### WHAT YOU NEED TO DO
Duplicate, word for word, the rows below from the one containing "Mark the golf cart, one" through the one containing "x=262 y=342", both of those rows included.

[Records of labeled points]
────────────────────────────────────────
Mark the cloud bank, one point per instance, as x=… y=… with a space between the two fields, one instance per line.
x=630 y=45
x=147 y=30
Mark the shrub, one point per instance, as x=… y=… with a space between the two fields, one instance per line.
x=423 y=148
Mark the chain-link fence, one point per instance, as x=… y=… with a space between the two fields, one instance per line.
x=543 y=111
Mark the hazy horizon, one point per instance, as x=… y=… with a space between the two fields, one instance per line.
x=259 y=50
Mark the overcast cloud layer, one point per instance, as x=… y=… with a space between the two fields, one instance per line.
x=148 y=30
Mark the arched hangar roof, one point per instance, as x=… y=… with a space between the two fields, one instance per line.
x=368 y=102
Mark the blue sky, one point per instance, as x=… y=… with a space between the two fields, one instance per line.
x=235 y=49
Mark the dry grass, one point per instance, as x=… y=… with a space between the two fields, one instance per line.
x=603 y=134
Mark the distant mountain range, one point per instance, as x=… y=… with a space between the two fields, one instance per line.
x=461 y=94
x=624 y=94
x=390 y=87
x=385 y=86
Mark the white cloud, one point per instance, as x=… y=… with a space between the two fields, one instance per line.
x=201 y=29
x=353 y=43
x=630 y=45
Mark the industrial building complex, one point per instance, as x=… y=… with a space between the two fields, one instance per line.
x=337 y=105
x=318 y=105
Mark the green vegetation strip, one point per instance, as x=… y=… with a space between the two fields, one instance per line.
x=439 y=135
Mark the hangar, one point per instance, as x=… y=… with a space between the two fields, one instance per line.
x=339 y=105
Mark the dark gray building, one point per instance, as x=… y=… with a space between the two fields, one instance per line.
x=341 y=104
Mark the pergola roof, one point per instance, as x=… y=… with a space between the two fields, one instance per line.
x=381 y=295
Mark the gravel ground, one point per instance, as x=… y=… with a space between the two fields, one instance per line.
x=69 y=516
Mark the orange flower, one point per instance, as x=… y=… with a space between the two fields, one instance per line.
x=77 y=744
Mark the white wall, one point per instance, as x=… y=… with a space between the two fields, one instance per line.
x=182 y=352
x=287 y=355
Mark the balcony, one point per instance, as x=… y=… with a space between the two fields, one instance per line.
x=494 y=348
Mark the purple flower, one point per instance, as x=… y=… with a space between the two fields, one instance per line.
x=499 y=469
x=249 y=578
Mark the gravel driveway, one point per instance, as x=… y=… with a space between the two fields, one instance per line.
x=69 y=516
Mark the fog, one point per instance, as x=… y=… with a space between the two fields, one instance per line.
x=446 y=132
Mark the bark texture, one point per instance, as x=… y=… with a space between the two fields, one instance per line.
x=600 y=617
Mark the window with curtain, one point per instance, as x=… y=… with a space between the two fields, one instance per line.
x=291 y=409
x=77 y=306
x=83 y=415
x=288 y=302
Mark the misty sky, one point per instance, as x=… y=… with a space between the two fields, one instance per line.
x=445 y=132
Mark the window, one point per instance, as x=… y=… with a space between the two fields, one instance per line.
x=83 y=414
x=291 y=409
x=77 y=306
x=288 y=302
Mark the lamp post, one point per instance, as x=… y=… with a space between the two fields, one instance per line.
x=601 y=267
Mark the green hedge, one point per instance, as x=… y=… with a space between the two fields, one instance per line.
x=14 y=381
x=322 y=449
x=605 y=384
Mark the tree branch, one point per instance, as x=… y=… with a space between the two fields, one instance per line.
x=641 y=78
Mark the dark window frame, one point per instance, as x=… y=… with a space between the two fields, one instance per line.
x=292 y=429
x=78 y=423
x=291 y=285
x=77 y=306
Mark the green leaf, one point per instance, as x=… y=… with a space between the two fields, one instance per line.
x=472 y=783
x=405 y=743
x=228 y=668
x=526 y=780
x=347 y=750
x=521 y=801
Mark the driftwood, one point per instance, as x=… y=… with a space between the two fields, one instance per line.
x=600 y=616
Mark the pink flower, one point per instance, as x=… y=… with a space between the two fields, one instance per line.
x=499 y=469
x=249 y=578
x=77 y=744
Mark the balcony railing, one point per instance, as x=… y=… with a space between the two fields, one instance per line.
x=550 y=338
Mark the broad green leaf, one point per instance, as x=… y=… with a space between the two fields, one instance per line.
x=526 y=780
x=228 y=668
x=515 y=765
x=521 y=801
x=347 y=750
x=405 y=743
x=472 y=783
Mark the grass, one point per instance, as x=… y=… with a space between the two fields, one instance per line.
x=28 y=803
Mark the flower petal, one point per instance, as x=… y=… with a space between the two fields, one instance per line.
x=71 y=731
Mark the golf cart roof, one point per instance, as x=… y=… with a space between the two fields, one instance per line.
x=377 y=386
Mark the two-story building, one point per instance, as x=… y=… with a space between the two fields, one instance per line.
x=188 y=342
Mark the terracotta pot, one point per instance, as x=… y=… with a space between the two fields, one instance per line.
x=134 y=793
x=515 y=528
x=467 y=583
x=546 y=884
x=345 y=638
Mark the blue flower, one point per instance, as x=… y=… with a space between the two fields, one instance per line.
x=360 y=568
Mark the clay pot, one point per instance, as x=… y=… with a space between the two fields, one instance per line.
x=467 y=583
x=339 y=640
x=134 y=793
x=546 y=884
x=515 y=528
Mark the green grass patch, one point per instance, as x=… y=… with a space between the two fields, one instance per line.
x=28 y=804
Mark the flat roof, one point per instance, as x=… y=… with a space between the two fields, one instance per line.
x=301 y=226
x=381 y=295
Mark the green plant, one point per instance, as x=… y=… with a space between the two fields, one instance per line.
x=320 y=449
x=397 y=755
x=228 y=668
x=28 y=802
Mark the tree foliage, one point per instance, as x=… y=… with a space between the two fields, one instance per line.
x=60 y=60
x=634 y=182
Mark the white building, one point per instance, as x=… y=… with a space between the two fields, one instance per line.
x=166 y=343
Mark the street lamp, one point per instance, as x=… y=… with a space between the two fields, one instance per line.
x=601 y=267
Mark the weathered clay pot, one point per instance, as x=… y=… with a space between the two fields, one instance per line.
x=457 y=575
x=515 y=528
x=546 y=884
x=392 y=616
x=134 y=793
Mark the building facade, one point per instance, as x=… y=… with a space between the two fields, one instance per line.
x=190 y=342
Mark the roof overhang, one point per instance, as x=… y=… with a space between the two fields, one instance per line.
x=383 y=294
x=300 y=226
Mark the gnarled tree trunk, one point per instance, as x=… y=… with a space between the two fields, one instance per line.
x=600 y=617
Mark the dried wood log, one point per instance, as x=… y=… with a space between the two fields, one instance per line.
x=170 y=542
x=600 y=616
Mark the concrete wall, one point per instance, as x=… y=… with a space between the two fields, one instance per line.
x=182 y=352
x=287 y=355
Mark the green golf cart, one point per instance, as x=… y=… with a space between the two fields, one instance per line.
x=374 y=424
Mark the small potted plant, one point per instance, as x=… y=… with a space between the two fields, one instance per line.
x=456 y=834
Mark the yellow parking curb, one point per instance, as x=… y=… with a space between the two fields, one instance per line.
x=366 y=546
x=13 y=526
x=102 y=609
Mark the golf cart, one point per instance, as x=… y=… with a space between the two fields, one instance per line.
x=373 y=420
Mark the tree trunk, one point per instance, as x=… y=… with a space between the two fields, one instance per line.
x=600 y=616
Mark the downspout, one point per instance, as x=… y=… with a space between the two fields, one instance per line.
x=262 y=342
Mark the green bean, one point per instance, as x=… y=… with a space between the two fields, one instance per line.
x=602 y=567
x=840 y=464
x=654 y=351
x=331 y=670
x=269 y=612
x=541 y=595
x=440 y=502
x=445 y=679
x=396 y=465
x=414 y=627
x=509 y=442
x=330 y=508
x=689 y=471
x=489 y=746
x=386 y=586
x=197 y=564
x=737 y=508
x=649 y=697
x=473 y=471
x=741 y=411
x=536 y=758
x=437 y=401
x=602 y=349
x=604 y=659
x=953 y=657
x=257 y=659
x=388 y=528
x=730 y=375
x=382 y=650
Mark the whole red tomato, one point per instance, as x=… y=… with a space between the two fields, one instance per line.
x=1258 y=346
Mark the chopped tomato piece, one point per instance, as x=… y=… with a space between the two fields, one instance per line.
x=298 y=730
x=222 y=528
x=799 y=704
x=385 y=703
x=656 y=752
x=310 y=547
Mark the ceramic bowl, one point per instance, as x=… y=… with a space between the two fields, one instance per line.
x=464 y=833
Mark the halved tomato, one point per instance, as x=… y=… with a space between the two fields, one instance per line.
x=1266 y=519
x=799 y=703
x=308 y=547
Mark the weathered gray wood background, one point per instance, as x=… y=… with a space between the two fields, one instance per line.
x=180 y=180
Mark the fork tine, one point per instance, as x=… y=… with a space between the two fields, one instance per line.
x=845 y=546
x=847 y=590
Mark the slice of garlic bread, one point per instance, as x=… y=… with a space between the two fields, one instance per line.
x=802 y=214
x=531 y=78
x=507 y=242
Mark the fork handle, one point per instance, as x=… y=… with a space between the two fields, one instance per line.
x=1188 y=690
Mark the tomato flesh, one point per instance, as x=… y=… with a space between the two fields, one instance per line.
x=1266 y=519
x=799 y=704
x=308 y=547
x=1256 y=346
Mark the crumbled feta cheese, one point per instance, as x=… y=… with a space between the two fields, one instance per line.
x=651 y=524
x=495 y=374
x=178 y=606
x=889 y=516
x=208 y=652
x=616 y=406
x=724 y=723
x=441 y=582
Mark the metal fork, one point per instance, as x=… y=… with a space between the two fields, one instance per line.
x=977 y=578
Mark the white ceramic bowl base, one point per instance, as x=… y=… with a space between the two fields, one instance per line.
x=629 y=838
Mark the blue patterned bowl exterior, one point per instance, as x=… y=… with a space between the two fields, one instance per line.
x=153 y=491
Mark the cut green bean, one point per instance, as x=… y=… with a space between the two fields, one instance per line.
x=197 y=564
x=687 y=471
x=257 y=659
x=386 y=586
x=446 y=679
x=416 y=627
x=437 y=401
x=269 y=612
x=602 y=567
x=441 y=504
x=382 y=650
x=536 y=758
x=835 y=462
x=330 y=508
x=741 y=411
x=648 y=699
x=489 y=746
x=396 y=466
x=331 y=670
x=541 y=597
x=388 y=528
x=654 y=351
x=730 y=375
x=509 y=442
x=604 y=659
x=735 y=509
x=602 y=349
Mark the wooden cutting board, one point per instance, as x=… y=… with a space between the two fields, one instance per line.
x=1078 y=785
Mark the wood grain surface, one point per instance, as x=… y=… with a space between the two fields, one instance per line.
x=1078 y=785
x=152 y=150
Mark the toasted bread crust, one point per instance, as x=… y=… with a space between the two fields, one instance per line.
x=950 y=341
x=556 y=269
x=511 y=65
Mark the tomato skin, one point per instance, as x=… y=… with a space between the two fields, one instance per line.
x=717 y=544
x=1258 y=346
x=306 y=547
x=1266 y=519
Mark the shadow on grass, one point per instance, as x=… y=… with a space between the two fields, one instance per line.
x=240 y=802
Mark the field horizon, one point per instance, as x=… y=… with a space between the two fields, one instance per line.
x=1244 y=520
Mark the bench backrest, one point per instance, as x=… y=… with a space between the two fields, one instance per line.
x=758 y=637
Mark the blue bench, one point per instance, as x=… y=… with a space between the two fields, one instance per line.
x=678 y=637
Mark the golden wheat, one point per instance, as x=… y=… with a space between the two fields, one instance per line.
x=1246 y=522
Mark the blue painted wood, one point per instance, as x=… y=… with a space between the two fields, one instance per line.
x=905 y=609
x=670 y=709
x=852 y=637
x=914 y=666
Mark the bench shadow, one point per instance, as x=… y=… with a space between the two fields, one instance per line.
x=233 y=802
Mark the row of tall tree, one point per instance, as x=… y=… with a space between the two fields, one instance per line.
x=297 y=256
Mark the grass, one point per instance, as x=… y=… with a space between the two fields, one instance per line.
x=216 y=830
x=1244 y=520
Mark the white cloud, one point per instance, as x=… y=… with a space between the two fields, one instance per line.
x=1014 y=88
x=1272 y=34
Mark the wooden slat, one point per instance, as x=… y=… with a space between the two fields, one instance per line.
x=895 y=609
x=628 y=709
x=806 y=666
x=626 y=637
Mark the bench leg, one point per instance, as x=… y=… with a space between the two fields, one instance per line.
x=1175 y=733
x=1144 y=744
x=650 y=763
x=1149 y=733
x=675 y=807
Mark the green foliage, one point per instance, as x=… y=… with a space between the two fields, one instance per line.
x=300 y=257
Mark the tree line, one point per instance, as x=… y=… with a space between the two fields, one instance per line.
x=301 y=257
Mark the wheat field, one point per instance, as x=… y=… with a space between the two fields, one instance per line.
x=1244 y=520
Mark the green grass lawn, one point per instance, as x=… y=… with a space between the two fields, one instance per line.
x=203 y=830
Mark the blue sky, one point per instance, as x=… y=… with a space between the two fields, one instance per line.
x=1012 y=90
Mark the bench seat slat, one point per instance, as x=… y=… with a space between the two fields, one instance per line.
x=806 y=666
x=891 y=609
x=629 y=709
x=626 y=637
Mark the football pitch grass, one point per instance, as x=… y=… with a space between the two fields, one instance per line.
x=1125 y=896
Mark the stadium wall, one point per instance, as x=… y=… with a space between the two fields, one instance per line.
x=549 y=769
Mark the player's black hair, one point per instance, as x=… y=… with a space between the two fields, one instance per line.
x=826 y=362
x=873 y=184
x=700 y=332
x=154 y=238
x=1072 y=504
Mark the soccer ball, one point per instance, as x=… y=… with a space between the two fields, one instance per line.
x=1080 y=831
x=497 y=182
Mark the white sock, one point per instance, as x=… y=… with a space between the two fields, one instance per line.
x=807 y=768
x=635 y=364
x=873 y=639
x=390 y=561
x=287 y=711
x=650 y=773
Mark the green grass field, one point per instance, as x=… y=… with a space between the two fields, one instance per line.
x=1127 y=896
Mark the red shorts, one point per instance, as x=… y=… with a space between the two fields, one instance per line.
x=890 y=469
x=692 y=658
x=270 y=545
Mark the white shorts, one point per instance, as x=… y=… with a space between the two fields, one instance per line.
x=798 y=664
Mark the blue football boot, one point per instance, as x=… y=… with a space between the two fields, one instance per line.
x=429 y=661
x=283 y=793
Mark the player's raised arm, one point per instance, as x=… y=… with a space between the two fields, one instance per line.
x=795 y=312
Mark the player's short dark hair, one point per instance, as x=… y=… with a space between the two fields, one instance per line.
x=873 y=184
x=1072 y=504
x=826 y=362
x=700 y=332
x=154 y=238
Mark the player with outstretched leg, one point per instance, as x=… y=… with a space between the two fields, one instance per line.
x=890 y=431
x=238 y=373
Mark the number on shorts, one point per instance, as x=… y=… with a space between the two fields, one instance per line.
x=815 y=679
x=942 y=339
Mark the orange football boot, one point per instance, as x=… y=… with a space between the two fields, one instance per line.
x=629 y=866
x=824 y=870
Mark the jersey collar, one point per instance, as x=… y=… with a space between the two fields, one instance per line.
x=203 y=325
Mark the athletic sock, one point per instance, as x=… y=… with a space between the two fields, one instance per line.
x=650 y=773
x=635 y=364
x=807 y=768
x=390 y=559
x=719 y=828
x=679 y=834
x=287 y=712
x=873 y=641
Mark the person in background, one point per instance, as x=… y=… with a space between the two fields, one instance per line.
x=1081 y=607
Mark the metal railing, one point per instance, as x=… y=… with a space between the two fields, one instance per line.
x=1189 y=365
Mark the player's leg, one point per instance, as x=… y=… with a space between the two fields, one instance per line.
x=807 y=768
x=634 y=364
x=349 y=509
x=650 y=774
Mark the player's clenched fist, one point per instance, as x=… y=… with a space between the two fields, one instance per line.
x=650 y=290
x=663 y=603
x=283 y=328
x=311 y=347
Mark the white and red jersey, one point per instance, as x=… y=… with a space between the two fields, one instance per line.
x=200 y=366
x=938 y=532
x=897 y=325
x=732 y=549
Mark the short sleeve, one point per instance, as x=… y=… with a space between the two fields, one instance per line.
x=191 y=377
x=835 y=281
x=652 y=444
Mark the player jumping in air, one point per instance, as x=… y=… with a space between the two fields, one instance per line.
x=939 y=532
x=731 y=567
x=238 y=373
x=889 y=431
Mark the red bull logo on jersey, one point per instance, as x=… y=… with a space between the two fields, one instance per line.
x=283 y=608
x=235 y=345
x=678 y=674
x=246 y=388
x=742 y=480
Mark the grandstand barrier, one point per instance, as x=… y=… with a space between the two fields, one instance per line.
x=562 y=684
────────────────────────────────────────
### EXERCISE OUTPUT
Mark the golf cart, one point per instance, as x=… y=… with a space between the two fields, one instance per line.
x=373 y=420
Mark the tree trunk, one point per instance, as x=… y=… with a space between the two fields, one instance per line.
x=600 y=616
Mark the downspout, one point per instance, as x=… y=… with a space between the two fields, one instance per line.
x=262 y=342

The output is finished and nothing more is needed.